= Source document =
This project implements a complete end-to-end data processing pipeline for New York taxi data. The pipeline uses Airflow for orchestration, Spark for large-scale data processing, PostgreSQL as an intermediate storage layer, and BigQuery as the final data warehouse.
The entire data pipeline follows this workflow:
Data Ingestion → Spark Preprocessing → PostgreSQL Storage → Data Modeling → BigQuery Sync → Visualization
The following image shows the Airflow DAG execution graph for the NYC taxi data pipeline:
The image should show the workflow with tasks including:
- download_data
- spark_clean_data
- load_to_postgres
- check_data_quality
- transform_in_postgres
- upload_to_bq_from_spark
- upload_to_bq_from_postgres
- Apache Airflow: Workflow orchestration tool
- Apache Spark: Distributed data processing engine
- PostgreSQL: Relational database used as intermediate storage
- Google BigQuery: Cloud data warehouse
- Docker: Containerized deployment
- Python: Primary programming language
- Grafana/Looker Studio: Data visualization tools (optional)
.
├── config/ # Configuration files (cloud credentials, database connection info)
├── dags/ # Airflow DAG definitions (NYC taxi data processing workflow)
├── data/ # Data storage directory (raw and processed data)
├── plugins/ # Airflow plugins (custom Operators, etc.)
├── spark-apps/ # Spark applications (data cleaning and transformation logic)
├── spark-data/ # Spark data files (processing results and temporary data)
├── lab/ # Experimental code (proof of concepts and tests)
├── docker-compose.yaml # Docker configuration (service definitions and dependencies)
├── Dockerfile # Docker image definition (environment setup)
├── .env # Environment variables (configuration parameters)
└── README.md # Project documentation
- Docker and Docker Compose
- Python 3.8+
- Configured Google Cloud account (for BigQuery access)
- PostgreSQL database (can be deployed via Docker)
-
Clone the repository
git clone https://github.com/95xin/Data-Engineering-Project---Automatic-Batch-Data-Processing.git cd Data-Engineering-Project---Automatic-Batch-Data-Processing
-
Configure environment variables
cp .env.example .env # Edit the .env file with your configuration information
-
Add Google Cloud credential file to the config directory
- Download the service account key JSON file from Google Cloud Console
- Place the file in the config/ directory and update the path in the .env file
-
Start the environment
docker-compose up -d
-
Access the Airflow Web interface
http://localhost:8080
Default username and password can be found in the docker-compose.yaml file
Using Python's requests library to download raw Parquet data and store it in a predefined path. This task ensures we have fresh monthly data for further processing.

= Dataset rows =
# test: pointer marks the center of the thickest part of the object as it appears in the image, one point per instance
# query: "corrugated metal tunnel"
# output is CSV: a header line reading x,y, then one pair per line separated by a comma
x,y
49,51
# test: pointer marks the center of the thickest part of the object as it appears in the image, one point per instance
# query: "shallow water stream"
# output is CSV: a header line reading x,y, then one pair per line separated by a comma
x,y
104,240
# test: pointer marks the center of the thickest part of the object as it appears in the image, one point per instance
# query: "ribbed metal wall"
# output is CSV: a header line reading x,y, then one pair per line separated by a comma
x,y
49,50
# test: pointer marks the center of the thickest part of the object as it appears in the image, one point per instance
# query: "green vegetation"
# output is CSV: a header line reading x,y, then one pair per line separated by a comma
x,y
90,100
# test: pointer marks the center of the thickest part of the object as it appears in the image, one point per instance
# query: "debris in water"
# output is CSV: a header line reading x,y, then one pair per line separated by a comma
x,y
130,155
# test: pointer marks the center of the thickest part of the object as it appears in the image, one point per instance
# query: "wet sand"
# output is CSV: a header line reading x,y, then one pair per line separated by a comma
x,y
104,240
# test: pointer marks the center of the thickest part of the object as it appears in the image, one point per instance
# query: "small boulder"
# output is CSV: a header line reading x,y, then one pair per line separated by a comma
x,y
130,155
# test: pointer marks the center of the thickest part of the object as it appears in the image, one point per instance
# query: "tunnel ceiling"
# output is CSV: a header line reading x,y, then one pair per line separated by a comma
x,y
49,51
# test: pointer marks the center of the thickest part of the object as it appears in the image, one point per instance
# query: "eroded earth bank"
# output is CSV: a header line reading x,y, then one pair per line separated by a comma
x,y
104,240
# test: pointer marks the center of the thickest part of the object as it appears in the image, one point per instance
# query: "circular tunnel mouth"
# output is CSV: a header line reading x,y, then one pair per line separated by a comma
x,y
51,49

= Set exercise =
Transcribe the passage of the NYC taxi pipeline page that starts at "This project implements" and ends after "final data warehouse.".

= Completed exercise =
This project implements a complete end-to-end data processing pipeline for New York taxi data. The pipeline uses Airflow for orchestration, Spark for large-scale data processing, PostgreSQL as an intermediate storage layer, and BigQuery as the final data warehouse.